> _Document text_:
To call the world of The Daylight Gate bleak would be an understatement. This is a dark, very dark and disturbing book. Finishing it felt like coming up for air after having been under water and deprived of oxygen.

Was there anything to like in this book?  Yes, I liked the story of Alice Nutter, a rich woman who acquired her fortune through the invention of a magenta dye. An independent and strong woman. Beautiful and free. She was convicted together with 12 other women and men. She seems to serve as proof that it wasn’t about witchcraft but that at the core of those trials was hatred. Hatred against poor people and women.

While I see why Jeannette Winterson chose this approach, I’m not sure it had to be this gruesome. A little less show but tell would have been my preference here. If we had read “He was emasculated” would we not have gotten the picture? Did we need to read how it was done in a page long, detailed description? We get a full blow. No room for romantic notions here, fanaticism and ugliness are laid bare.

> _Records provided_:
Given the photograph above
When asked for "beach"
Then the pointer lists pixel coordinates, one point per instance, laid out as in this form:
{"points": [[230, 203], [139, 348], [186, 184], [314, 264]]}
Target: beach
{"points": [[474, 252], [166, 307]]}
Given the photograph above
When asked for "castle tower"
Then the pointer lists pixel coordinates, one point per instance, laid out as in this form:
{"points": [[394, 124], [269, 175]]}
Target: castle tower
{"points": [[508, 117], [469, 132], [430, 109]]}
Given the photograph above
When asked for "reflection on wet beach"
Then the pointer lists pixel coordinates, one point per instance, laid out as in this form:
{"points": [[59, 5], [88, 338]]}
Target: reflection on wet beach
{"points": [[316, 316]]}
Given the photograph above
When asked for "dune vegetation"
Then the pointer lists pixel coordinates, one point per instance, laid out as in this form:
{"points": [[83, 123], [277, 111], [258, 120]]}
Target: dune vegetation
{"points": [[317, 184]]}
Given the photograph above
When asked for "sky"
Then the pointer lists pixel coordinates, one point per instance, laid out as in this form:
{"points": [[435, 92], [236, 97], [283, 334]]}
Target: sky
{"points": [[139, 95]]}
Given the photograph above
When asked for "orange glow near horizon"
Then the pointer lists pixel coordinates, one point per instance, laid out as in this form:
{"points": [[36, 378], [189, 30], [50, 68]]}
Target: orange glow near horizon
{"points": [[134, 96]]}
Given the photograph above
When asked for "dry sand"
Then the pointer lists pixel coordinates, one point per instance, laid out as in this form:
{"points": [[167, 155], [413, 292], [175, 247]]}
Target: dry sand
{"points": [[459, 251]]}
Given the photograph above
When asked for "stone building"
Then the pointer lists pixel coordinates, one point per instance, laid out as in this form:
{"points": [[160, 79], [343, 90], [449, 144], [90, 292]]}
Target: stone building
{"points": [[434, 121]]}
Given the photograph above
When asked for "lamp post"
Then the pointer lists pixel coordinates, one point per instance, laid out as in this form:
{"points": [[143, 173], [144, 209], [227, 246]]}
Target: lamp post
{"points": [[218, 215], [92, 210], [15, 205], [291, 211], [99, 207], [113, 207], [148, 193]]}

> _List of tasks_:
1 – Revise the review of The Daylight Gate between "Was there anything" and "are laid bare.", inclusive, writing that part out again with "magenta" changed to "crimson".
2 – Answer these questions using the review of The Daylight Gate:
(a) How did Alice Nutter acquire her fortune?
(b) With how many other people was she convicted?
(c) What did finishing the book feel like to the reviewer?
3 – Pick up the review of The Daylight Gate from its last sentence and keep writing it.
The lines have no role in this work.

> _Results of the exercise_:
1 –
Was there anything to like in this book?  Yes, I liked the story of Alice Nutter, a rich woman who acquired her fortune through the invention of a crimson dye. An independent and strong woman. Beautiful and free. She was convicted together with 12 other women and men. She seems to serve as proof that it wasn’t about witchcraft but that at the core of those trials was hatred. Hatred against poor people and women.

While I see why Jeannette Winterson chose this approach, I’m not sure it had to be this gruesome. A little less show but tell would have been my preference here. If we had read “He was emasculated” would we not have gotten the picture? Did we need to read how it was done in a page long, detailed description? We get a full blow. No room for romantic notions here, fanaticism and ugliness are laid bare.

2 –
(a) Through the invention of a magenta dye.
(b) 12 other women and men.
(c) Like coming up for air after having been under water and deprived of oxygen.

3 –
To be honest, I could have done without reading this. As well written as it was, as much as I was fascinated by the story of Alice Nutter, I cannot understand how a writer can let loose such utter ugliness. If you know and like Jeanette Winterson, just bear in mind, this might be her most disturbing work.

What do you think? How gruesome should a realistic account of torture and pain be?